**Directive**
Convert the data below into a JSON list of strings, with one string for each line and blank lines omitted.

**Data extract**
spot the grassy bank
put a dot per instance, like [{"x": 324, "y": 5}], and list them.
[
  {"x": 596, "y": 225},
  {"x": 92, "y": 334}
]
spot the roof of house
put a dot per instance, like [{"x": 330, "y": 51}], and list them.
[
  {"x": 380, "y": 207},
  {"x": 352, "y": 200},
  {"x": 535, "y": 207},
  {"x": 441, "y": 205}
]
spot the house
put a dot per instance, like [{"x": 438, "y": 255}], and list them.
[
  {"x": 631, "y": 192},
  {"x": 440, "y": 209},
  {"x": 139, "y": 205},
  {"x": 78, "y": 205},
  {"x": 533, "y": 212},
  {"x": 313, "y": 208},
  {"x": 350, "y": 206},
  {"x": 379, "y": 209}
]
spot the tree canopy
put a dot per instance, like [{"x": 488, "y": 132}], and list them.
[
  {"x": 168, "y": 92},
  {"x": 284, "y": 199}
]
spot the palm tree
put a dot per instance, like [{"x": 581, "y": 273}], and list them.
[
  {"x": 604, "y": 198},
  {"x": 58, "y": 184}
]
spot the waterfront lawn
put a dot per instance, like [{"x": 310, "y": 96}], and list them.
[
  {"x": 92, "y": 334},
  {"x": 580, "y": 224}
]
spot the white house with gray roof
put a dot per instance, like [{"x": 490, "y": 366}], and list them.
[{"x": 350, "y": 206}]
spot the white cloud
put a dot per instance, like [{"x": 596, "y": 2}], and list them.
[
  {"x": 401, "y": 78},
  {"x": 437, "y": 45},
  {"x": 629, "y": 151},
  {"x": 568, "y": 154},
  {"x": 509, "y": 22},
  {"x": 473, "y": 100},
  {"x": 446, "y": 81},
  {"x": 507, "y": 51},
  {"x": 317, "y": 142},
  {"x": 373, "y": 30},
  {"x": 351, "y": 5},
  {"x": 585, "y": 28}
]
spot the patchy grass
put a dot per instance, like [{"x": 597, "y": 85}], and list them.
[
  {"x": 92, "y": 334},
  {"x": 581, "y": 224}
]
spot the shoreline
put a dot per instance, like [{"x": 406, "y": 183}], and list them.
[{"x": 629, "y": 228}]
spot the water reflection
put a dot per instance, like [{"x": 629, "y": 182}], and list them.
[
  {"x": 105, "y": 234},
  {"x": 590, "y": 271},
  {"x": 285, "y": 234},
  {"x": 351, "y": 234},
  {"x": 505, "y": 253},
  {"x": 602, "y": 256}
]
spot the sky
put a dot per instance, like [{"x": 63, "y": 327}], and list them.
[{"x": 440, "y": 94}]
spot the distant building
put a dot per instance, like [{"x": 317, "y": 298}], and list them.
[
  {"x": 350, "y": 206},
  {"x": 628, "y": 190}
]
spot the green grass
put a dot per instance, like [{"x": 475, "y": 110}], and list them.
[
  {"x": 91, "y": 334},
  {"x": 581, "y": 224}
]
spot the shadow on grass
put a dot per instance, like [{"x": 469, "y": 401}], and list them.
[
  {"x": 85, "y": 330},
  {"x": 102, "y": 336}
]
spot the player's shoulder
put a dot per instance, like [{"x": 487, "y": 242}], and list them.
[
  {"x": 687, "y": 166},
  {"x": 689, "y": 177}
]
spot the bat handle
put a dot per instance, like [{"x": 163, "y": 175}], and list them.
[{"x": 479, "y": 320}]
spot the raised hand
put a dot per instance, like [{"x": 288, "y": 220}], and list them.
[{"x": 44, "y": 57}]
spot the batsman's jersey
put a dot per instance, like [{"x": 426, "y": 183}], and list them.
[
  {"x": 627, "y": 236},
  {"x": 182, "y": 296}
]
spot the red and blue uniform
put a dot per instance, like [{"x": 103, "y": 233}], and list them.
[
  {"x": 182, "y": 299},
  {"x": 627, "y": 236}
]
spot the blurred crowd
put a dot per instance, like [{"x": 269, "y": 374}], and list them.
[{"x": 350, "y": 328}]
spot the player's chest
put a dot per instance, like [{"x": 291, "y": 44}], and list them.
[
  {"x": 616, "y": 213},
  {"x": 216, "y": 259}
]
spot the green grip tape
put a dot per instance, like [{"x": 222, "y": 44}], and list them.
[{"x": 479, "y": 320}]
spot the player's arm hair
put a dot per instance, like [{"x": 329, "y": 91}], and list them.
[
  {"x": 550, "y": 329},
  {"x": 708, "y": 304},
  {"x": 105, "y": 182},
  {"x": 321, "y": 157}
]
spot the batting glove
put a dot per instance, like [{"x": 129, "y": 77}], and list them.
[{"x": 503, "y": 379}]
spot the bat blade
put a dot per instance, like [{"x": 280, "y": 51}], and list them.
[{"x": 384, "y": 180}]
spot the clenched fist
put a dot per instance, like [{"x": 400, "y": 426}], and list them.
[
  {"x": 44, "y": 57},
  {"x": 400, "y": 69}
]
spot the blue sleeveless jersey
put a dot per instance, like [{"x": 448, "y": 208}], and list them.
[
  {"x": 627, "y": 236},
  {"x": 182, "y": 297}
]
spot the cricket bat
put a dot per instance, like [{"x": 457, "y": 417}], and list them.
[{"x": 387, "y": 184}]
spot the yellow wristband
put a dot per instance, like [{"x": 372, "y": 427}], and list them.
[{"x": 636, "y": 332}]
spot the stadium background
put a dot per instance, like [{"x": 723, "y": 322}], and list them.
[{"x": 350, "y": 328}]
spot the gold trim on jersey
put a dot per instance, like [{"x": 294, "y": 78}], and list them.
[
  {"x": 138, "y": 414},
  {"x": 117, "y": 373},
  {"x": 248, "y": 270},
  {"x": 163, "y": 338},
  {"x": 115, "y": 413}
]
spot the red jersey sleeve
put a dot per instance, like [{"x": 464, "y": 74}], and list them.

**Written response**
[
  "spot the grassy bank",
  "put a dot per instance, like [{\"x\": 324, \"y\": 5}], and list them.",
  "[",
  "  {\"x\": 596, \"y\": 225},",
  "  {\"x\": 92, \"y\": 334}",
  "]",
  "spot the roof of house",
  "put a dot per instance, like [{\"x\": 330, \"y\": 51}], and list them.",
  "[",
  "  {\"x\": 380, \"y\": 207},",
  "  {\"x\": 352, \"y\": 200},",
  "  {\"x\": 535, \"y\": 207},",
  "  {\"x\": 441, \"y\": 205}",
  "]",
  "spot the house",
  "put a dot per instance, like [{\"x\": 438, \"y\": 255}], and list them.",
  "[",
  "  {\"x\": 631, \"y\": 192},",
  "  {\"x\": 440, \"y\": 209},",
  "  {\"x\": 139, \"y\": 205},",
  "  {\"x\": 78, \"y\": 205},",
  "  {\"x\": 533, \"y\": 212},",
  "  {\"x\": 313, \"y\": 208},",
  "  {\"x\": 350, \"y\": 206},",
  "  {\"x\": 379, \"y\": 209}",
  "]",
  "spot the tree canopy",
  "put a dot per instance, like [{\"x\": 488, \"y\": 132}], and list them.",
  "[",
  "  {\"x\": 168, \"y\": 92},",
  "  {\"x\": 284, \"y\": 199}",
  "]",
  "spot the palm tree",
  "put a dot per instance, like [{\"x\": 581, \"y\": 273}], and list them.",
  "[",
  "  {\"x\": 604, \"y\": 198},",
  "  {\"x\": 58, \"y\": 184}",
  "]",
  "spot the waterfront lawn",
  "put a dot per instance, like [{\"x\": 310, \"y\": 96}], and list them.",
  "[",
  "  {\"x\": 92, \"y\": 334},",
  "  {\"x\": 580, \"y\": 224}",
  "]",
  "spot the white house with gray roof",
  "put a dot per instance, like [{\"x\": 490, \"y\": 366}], and list them.",
  "[{\"x\": 350, \"y\": 206}]",
  "spot the white cloud",
  "put a dot per instance, like [{\"x\": 596, \"y\": 2}], and list them.",
  "[",
  "  {\"x\": 401, \"y\": 78},",
  "  {\"x\": 437, \"y\": 45},",
  "  {\"x\": 629, \"y\": 151},",
  "  {\"x\": 568, \"y\": 154},",
  "  {\"x\": 509, \"y\": 22},",
  "  {\"x\": 473, \"y\": 100},",
  "  {\"x\": 446, \"y\": 81},",
  "  {\"x\": 507, \"y\": 51},",
  "  {\"x\": 317, \"y\": 142},",
  "  {\"x\": 373, \"y\": 30},",
  "  {\"x\": 351, \"y\": 5},",
  "  {\"x\": 585, \"y\": 28}",
  "]",
  "spot the patchy grass",
  "put a dot per instance, like [{\"x\": 597, \"y\": 85}], and list them.",
  "[",
  "  {\"x\": 92, \"y\": 334},",
  "  {\"x\": 581, \"y\": 224}",
  "]",
  "spot the shoreline",
  "put a dot per instance, like [{\"x\": 406, \"y\": 183}], and list them.",
  "[{\"x\": 629, \"y\": 228}]",
  "spot the water reflection",
  "put a dot per instance, like [{\"x\": 629, \"y\": 182}], and list them.",
  "[",
  "  {\"x\": 105, \"y\": 234},",
  "  {\"x\": 590, \"y\": 271},",
  "  {\"x\": 285, \"y\": 234},",
  "  {\"x\": 351, \"y\": 234},",
  "  {\"x\": 505, \"y\": 253},",
  "  {\"x\": 602, \"y\": 256}",
  "]",
  "spot the sky",
  "put a dot per instance, like [{\"x\": 63, \"y\": 327}], and list them.",
  "[{\"x\": 440, \"y\": 94}]",
  "spot the distant building",
  "put a dot per instance, like [{\"x\": 317, \"y\": 298}], and list them.",
  "[",
  "  {\"x\": 350, \"y\": 206},",
  "  {\"x\": 628, \"y\": 190}",
  "]",
  "spot the green grass",
  "put a dot per instance, like [{\"x\": 475, \"y\": 110}], and list them.",
  "[",
  "  {\"x\": 91, \"y\": 334},",
  "  {\"x\": 581, \"y\": 224}",
  "]",
  "spot the shadow on grass",
  "put a dot per instance, like [{\"x\": 469, \"y\": 401}], and list them.",
  "[",
  "  {\"x\": 85, \"y\": 330},",
  "  {\"x\": 102, \"y\": 336}",
  "]",
  "spot the player's shoulder",
  "put a dot per instance, like [{\"x\": 487, \"y\": 242}], and list them.",
  "[",
  "  {\"x\": 687, \"y\": 166},",
  "  {\"x\": 689, \"y\": 177}",
  "]",
  "spot the bat handle",
  "put a dot per instance, like [{\"x\": 163, \"y\": 175}], and list them.",
  "[{\"x\": 479, \"y\": 320}]",
  "spot the raised hand",
  "put a dot per instance, like [{\"x\": 288, \"y\": 220}], and list them.",
  "[{\"x\": 44, \"y\": 57}]",
  "spot the batsman's jersey",
  "put a dot per instance, like [{\"x\": 426, \"y\": 183}], and list them.",
  "[",
  "  {\"x\": 627, \"y\": 236},",
  "  {\"x\": 182, \"y\": 296}",
  "]",
  "spot the red and blue uniform",
  "put a dot per instance, like [{\"x\": 103, \"y\": 233}], and list them.",
  "[",
  "  {\"x\": 182, \"y\": 299},",
  "  {\"x\": 627, \"y\": 236}",
  "]",
  "spot the blurred crowd",
  "put a dot per instance, like [{\"x\": 269, \"y\": 374}], and list them.",
  "[{\"x\": 350, \"y\": 328}]",
  "spot the player's chest",
  "put a dot per instance, like [{\"x\": 291, \"y\": 44}], and list them.",
  "[",
  "  {\"x\": 616, \"y\": 213},",
  "  {\"x\": 216, \"y\": 259}",
  "]",
  "spot the green grip tape",
  "put a dot per instance, like [{\"x\": 222, \"y\": 44}], and list them.",
  "[{\"x\": 479, \"y\": 320}]",
  "spot the player's arm hair",
  "put a dot per instance, like [{\"x\": 329, \"y\": 91}], and list them.",
  "[",
  "  {\"x\": 550, \"y\": 329},",
  "  {\"x\": 708, \"y\": 304},",
  "  {\"x\": 105, \"y\": 182},",
  "  {\"x\": 321, \"y\": 157}",
  "]",
  "spot the batting glove",
  "put a dot per instance, like [{\"x\": 129, \"y\": 77}], and list them.",
  "[{\"x\": 503, \"y\": 379}]",
  "spot the bat blade",
  "put a dot per instance, like [{\"x\": 280, \"y\": 51}], and list them.",
  "[{\"x\": 384, \"y\": 180}]",
  "spot the clenched fist",
  "put a dot per instance, like [{\"x\": 400, \"y\": 426}], and list them.",
  "[",
  "  {\"x\": 44, \"y\": 57},",
  "  {\"x\": 400, \"y\": 69}",
  "]",
  "spot the blue sleeveless jersey",
  "put a dot per instance, like [{\"x\": 448, \"y\": 208}], and list them.",
  "[",
  "  {\"x\": 627, \"y\": 236},",
  "  {\"x\": 182, \"y\": 297}",
  "]",
  "spot the cricket bat",
  "put a dot per instance, like [{\"x\": 457, \"y\": 417}], and list them.",
  "[{\"x\": 387, \"y\": 184}]",
  "spot the yellow wristband",
  "put a dot per instance, like [{\"x\": 372, \"y\": 427}], and list them.",
  "[{\"x\": 636, \"y\": 332}]",
  "spot the stadium background",
  "put a dot per instance, like [{\"x\": 723, \"y\": 322}], and list them.",
  "[{\"x\": 350, \"y\": 328}]",
  "spot the gold trim on jersey",
  "put a dot per instance, like [{\"x\": 294, \"y\": 78}], and list them.",
  "[",
  "  {\"x\": 138, \"y\": 414},",
  "  {\"x\": 117, \"y\": 373},",
  "  {\"x\": 248, \"y\": 270},",
  "  {\"x\": 163, \"y\": 338},",
  "  {\"x\": 115, \"y\": 413}",
  "]",
  "spot the red jersey sleeve",
  "put a dot per instance, like [{\"x\": 464, \"y\": 74}], and list them."
]